Referring expression data:

------------------------------------------------------------

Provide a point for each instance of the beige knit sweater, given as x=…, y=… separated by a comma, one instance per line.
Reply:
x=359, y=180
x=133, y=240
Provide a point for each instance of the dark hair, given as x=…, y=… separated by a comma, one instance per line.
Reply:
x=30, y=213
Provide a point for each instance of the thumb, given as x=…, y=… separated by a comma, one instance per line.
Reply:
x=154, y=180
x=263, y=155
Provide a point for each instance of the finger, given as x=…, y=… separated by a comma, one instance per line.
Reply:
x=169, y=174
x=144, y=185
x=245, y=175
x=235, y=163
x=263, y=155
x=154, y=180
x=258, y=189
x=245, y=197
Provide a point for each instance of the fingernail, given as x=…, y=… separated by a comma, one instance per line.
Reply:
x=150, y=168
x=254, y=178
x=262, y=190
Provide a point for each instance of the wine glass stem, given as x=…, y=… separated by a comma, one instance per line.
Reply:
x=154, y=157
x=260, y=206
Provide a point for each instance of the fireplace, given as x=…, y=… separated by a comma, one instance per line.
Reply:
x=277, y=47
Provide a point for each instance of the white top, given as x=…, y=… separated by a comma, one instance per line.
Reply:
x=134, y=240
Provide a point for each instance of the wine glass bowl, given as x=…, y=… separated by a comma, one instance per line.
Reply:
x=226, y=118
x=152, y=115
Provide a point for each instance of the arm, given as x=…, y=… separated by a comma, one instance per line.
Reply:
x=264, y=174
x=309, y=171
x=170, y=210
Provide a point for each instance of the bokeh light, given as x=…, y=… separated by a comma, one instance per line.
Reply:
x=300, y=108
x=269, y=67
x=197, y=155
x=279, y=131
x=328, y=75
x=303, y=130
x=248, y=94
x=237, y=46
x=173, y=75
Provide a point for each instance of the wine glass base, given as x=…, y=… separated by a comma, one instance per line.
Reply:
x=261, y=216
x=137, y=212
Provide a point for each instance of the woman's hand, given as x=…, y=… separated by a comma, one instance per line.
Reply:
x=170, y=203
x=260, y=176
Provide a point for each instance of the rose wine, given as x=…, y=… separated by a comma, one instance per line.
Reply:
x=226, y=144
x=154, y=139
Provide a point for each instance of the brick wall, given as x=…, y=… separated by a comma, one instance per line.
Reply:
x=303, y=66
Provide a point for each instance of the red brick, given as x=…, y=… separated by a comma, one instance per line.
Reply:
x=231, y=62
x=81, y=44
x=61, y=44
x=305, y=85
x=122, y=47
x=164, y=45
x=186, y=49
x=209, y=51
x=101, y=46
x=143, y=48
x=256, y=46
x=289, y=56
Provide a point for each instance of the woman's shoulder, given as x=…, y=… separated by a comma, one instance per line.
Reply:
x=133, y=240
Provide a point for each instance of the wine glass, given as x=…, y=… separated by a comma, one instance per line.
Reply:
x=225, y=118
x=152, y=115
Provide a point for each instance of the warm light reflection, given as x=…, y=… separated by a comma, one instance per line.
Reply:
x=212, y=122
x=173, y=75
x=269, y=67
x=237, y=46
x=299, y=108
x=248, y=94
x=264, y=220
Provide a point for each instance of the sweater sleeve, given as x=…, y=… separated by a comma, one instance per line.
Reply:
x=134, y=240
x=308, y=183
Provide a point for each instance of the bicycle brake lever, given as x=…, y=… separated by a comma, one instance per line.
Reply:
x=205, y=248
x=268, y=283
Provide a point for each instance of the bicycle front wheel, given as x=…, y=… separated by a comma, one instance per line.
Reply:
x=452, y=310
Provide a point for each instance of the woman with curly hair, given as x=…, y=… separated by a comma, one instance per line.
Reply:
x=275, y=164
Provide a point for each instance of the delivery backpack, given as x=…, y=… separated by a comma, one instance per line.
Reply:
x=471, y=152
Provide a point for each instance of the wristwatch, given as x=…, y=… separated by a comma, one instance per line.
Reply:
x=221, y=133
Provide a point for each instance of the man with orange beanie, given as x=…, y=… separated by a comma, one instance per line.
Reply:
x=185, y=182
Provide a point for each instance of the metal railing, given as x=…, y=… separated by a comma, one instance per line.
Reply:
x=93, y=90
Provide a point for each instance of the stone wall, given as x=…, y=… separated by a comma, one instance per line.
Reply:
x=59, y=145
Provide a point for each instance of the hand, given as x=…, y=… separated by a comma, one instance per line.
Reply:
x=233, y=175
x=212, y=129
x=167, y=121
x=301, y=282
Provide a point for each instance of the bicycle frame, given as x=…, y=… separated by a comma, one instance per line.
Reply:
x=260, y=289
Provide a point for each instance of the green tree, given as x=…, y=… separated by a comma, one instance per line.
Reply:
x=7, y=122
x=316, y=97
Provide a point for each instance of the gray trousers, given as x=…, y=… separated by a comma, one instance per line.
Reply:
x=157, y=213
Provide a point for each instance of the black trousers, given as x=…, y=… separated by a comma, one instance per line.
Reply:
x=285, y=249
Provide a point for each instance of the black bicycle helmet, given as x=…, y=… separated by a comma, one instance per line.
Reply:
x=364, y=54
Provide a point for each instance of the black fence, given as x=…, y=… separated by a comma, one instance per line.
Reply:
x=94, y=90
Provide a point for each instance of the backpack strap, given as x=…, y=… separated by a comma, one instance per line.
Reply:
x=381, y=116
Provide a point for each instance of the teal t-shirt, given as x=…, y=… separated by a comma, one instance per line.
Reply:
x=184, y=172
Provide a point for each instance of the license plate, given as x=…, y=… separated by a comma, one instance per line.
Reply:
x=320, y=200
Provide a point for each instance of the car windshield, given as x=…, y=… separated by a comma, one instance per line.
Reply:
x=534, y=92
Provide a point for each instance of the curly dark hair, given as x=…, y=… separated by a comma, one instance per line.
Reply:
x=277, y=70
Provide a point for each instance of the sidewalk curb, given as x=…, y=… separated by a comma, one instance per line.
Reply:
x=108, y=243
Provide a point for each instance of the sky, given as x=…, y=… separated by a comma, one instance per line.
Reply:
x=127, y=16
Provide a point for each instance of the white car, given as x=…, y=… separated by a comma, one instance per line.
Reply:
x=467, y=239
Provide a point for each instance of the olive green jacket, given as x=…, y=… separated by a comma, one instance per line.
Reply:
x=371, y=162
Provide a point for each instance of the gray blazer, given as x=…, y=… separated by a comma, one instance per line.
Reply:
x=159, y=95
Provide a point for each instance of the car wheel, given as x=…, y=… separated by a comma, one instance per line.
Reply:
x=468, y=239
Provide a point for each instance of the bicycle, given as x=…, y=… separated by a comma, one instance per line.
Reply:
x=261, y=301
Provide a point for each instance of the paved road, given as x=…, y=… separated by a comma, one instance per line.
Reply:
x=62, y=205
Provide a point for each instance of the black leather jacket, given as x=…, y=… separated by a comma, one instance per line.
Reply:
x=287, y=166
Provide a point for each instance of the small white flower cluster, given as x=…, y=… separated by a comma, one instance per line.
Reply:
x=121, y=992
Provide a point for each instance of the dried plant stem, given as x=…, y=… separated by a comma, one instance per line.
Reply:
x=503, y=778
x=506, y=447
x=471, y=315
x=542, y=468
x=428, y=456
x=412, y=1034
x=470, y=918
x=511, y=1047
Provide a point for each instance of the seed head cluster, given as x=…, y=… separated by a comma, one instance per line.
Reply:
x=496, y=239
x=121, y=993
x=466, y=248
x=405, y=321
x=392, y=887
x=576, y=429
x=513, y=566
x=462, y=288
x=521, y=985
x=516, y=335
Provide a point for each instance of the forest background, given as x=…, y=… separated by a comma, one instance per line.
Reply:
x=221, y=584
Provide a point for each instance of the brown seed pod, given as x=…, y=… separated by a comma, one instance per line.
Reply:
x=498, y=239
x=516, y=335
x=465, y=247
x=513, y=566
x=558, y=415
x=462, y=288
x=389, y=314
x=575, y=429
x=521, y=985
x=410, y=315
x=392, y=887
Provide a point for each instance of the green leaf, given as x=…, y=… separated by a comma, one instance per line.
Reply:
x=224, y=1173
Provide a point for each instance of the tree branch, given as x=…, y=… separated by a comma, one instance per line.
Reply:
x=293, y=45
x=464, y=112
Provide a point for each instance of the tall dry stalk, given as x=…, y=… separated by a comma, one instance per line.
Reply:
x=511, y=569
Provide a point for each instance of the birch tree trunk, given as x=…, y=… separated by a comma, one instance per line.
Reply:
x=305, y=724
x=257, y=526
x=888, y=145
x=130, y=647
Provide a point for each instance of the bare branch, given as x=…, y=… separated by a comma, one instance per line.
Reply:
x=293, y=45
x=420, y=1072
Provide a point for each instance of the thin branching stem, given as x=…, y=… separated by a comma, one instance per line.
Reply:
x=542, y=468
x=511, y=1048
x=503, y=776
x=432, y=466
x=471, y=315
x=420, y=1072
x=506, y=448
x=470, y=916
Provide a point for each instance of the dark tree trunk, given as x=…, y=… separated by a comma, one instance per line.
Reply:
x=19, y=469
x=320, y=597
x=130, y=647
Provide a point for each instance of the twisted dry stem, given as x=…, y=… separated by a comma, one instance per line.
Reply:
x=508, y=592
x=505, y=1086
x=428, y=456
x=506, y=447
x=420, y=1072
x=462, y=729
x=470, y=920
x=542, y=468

------------------------------------------------------------

■ **Assignment**
Review the preceding data and report every line that includes the string "trousers".

■ **Final answer**
Provide a point for each instance of the gray trousers, given as x=…, y=… separated by a comma, one instance per line.
Provide a point for each instance of the black trousers, given as x=…, y=… separated by a comma, one instance per line.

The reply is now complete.